- Exercícios propostos
**A)** Reproduza sem nenhuma alteração o trecho dos registros que vai da linha que contém "white sock, placing" até a linha que contém "<point>324,221</point>", com as duas incluídas.
**B)** Dê prosseguimento ao texto sobre a eleição presidencial no Brasil, começando logo após a última frase.

- Texto extraído
/---
Dilma pode ser a primeira mulher a ser eleita presidente do Brasil. Ninguém sabe quem vai ganhar a eleição, nem mesmo os institutos de pesquisa afirmam seus números com convicção. A prudência parece ter aparecido depois dos resultados “estranhos” do primeiro turno, onde as urnas mostraram resultados bem diferentes dos dados das pesquisas – aparecendo hipóteses das mais diversas para explicar o inexplicável. Agora trabalham na hipótese da campanha de Dilma ter alguma fadiga e que Serra estaria fortalecido. Mas uma unanimidade é que Marina Silva foi o fator decisivo para se ter o segundo turno. Discordo em parte desse pensamento, mas com certeza sua terceira via foi importante para o debate democrático, aquele que Dilma e o PT não queriam – eles queriam é um debate entre Fernando Henrique Cardoso e Lula, que não concorrem nesta eleição e é um debate ainda por ser escrito e discutido, mas não é cacife eleitoral de nada e de nenhum dos dois candidatos, explico mais para frente este fato.
\---
- Dados para processamento
/---
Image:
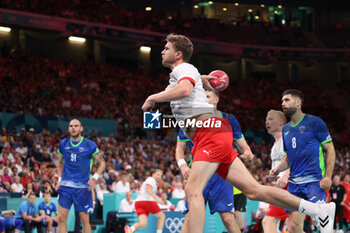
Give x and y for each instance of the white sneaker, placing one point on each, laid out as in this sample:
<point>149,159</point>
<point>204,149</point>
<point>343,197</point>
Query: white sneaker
<point>325,220</point>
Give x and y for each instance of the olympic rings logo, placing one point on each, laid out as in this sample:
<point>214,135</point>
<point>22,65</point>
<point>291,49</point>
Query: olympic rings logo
<point>174,225</point>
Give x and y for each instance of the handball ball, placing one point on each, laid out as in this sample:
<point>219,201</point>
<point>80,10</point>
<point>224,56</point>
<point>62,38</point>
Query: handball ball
<point>221,82</point>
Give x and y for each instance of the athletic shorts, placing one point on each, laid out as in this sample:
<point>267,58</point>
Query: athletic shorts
<point>80,197</point>
<point>54,224</point>
<point>308,191</point>
<point>277,212</point>
<point>146,207</point>
<point>219,194</point>
<point>240,202</point>
<point>215,145</point>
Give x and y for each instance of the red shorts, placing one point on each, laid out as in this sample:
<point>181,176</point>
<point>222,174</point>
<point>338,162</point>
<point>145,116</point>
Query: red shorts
<point>277,212</point>
<point>146,207</point>
<point>214,144</point>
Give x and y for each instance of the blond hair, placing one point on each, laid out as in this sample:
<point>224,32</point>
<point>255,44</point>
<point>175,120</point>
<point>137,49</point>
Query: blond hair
<point>183,44</point>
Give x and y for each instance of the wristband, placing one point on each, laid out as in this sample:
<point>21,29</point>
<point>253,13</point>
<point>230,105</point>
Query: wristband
<point>96,176</point>
<point>181,162</point>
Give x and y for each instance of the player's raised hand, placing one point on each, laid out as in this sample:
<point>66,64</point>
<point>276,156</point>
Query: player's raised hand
<point>325,183</point>
<point>274,172</point>
<point>148,105</point>
<point>92,183</point>
<point>205,80</point>
<point>185,170</point>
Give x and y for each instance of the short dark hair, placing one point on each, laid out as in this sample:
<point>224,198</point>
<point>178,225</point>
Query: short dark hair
<point>183,44</point>
<point>47,193</point>
<point>295,93</point>
<point>32,194</point>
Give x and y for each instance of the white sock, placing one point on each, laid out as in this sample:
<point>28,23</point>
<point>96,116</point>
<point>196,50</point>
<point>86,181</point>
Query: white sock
<point>309,208</point>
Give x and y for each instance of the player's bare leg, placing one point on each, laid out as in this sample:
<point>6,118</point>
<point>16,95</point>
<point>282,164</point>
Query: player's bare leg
<point>255,191</point>
<point>142,222</point>
<point>201,171</point>
<point>62,219</point>
<point>238,219</point>
<point>228,219</point>
<point>295,222</point>
<point>84,217</point>
<point>185,225</point>
<point>270,224</point>
<point>160,223</point>
<point>49,225</point>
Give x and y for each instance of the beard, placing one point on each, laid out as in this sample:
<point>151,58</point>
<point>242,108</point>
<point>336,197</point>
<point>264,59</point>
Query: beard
<point>289,112</point>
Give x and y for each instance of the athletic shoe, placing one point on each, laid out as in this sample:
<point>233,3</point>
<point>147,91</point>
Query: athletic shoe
<point>128,229</point>
<point>324,221</point>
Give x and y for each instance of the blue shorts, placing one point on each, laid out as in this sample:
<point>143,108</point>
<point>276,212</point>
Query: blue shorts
<point>54,224</point>
<point>80,197</point>
<point>10,223</point>
<point>309,191</point>
<point>219,194</point>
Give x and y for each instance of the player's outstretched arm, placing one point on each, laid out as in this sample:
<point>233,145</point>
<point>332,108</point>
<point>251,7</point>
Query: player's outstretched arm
<point>284,165</point>
<point>180,91</point>
<point>59,169</point>
<point>180,158</point>
<point>205,80</point>
<point>155,197</point>
<point>329,153</point>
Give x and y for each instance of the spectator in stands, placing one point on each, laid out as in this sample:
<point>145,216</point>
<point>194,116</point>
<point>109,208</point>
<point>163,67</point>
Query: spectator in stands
<point>28,213</point>
<point>6,178</point>
<point>178,192</point>
<point>28,190</point>
<point>5,50</point>
<point>25,177</point>
<point>17,187</point>
<point>46,210</point>
<point>3,188</point>
<point>168,205</point>
<point>111,179</point>
<point>127,205</point>
<point>15,172</point>
<point>47,160</point>
<point>36,187</point>
<point>2,166</point>
<point>22,150</point>
<point>35,172</point>
<point>123,185</point>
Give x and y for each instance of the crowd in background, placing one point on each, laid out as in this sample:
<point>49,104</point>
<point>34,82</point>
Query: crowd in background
<point>243,29</point>
<point>31,84</point>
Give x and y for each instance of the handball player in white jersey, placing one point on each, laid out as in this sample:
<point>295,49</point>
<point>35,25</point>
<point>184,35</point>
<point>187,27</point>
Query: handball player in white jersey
<point>275,120</point>
<point>146,203</point>
<point>212,138</point>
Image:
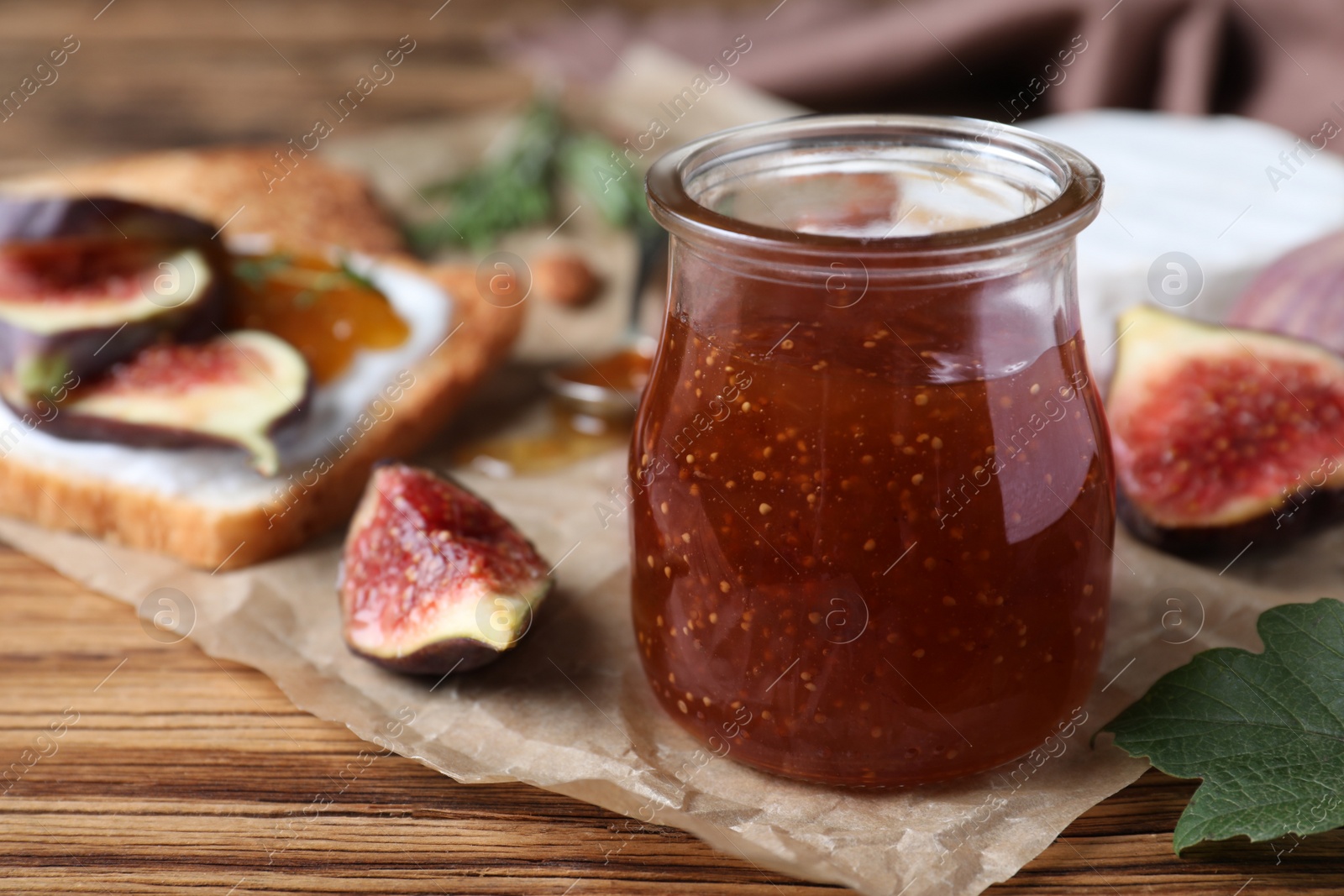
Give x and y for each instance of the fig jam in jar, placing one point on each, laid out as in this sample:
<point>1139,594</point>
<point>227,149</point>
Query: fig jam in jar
<point>873,506</point>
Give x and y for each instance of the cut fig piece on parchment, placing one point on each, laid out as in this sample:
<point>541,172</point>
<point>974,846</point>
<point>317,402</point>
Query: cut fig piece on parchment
<point>89,282</point>
<point>433,579</point>
<point>239,390</point>
<point>1223,436</point>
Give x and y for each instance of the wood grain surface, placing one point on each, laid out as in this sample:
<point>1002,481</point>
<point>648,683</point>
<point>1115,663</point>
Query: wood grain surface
<point>132,766</point>
<point>144,768</point>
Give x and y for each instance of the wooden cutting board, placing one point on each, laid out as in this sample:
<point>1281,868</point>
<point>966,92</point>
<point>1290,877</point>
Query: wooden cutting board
<point>170,772</point>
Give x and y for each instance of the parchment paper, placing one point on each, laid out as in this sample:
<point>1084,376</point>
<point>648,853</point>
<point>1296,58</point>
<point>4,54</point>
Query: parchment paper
<point>570,710</point>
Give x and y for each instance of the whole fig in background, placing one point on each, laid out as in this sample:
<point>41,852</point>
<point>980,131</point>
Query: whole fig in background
<point>1301,295</point>
<point>1223,436</point>
<point>87,282</point>
<point>433,579</point>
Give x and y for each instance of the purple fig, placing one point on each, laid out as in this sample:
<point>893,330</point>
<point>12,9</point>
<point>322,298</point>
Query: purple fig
<point>433,579</point>
<point>239,390</point>
<point>1223,436</point>
<point>89,282</point>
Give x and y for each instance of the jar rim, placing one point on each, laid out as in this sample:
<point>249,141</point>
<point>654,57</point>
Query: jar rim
<point>1074,207</point>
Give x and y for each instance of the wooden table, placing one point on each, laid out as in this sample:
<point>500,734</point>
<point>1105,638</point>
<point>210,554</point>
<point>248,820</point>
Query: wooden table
<point>181,773</point>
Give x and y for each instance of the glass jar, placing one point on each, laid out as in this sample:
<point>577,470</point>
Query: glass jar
\---
- Respostas
**A)**
Give x and y for each instance of the white sock, placing one point on each, laid out as in this sample:
<point>28,23</point>
<point>96,116</point>
<point>196,50</point>
<point>86,181</point>
Query: white sock
<point>309,208</point>
Give x and y for each instance of the player's bare leg, placing one point on each, laid out as in this sample:
<point>6,118</point>
<point>16,95</point>
<point>282,164</point>
Query: player's bare leg
<point>255,191</point>
<point>142,222</point>
<point>201,171</point>
<point>62,219</point>
<point>238,219</point>
<point>228,219</point>
<point>295,222</point>
<point>84,217</point>
<point>185,225</point>
<point>270,224</point>
<point>160,223</point>
<point>49,225</point>
Give x and y for each instance of the beard, placing one point on each, laid out as in this sample:
<point>151,58</point>
<point>242,108</point>
<point>336,197</point>
<point>264,59</point>
Query: beard
<point>289,112</point>
Give x and y for each instance of the athletic shoe, placing one point on each, laid out as in this sample:
<point>233,3</point>
<point>147,91</point>
Query: athletic shoe
<point>128,229</point>
<point>324,221</point>

**B)**
Porém, como a eleição está indefinida, vale ressaltar que a campanha está ainda muito aquém de outras eleições passadas. Outro dia ao perguntar para um amigo sobre quais eram as reais propostas de Marina Silva houve aquele mesmo vazio de que quando se pergunta quais os pontos positivos do governo Lula: o total discurso cinzento, cheio de temas gerais e poucos números e poucas reais propostas concretas. Marina ainda consentia em fazer plebiscitos sobre vários temas, inclusive o tema da moda do início da campanha do segundo turno, a legalização do aborto. Não há muita discussão desse tema, primeiramente porque se hoje fosse feito o tal plebiscito muitas das máscaras cairiam por terra – e os petistas sabem do que eu estou a falar. E mais uma derrota para as esquerdas no geral não está na pauta. Sempre é bom lembrar: a legalização do aborto é uma temática de esquerda, da esquerda atual, que também defende o casamento homossexual, a liberação das drogas, a repressão religiosa (poderia usar outro termo, mas nada é mais preciso como “repressão”, que é o que a esquerda quer ao proibir o uso de símbolos religiosos, seja onde for) entre outras temáticas que são o completo oposto das “incríveis” idéias marxistas universalistas. Hoje a esquerda tem uma agenda bem pouco universalista e bastante contraditória. É, deve ser por conta da queda do muro de Berlim e da extinção da União Soviética que os planos universalistas, da sociedade perfeita, se transformaram em causas assim tão pequenas e numa agenda a ser seguida com viés antidemocrático e defendida quase na ilegalidade (na verdade, nenhum partido de esquerda no Brasil fala destas temáticas de forma clara, obviamente – se não iriam ter menos votos ainda... E político no Brasil pensa antes nos votos do que nos princípios).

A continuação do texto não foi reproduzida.